What is expected:
Please rewrite only the records between the lines holding "Look at the provided image and carefully locate the window sill." and "230, 151, 262]]", inclusive, putting "tight" in place of "snug" and keeping everything else the same.

Dataset records:

▽

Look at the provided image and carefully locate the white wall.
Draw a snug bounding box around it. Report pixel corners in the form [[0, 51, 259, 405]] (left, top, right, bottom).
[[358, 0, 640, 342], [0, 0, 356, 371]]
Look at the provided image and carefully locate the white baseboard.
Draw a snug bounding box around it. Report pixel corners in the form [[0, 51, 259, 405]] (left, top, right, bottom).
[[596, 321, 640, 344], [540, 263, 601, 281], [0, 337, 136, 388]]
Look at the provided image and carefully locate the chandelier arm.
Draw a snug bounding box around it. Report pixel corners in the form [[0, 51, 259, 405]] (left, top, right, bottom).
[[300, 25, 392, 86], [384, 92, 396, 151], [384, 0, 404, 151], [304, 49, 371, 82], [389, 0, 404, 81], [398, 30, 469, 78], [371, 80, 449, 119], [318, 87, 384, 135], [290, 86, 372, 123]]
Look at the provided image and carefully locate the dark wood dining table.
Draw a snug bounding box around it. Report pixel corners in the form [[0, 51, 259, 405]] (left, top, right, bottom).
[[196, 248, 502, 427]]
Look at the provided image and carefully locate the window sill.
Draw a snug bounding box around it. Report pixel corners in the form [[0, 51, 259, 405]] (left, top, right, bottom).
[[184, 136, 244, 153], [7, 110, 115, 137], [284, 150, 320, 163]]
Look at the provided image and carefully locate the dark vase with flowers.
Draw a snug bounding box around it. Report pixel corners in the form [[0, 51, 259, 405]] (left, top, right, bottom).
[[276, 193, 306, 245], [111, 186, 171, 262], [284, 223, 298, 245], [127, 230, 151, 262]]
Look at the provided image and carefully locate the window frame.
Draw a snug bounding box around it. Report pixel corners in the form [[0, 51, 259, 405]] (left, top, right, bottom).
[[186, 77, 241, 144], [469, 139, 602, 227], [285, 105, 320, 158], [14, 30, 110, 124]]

△

Written answer:
Look at the provided image and carefully locate the window sill.
Draw a tight bounding box around it. Report pixel corners in the form [[0, 51, 259, 405]] (left, top, right, bottom).
[[184, 136, 244, 153], [7, 110, 115, 137], [284, 150, 320, 163]]
Look at the provided image and carefully locate the dark vase with flowers.
Draw a tight bounding box around it. Report pixel corners in the form [[0, 51, 259, 405]] (left, top, right, bottom).
[[276, 193, 306, 245], [111, 186, 171, 262], [284, 223, 298, 245], [127, 230, 151, 262]]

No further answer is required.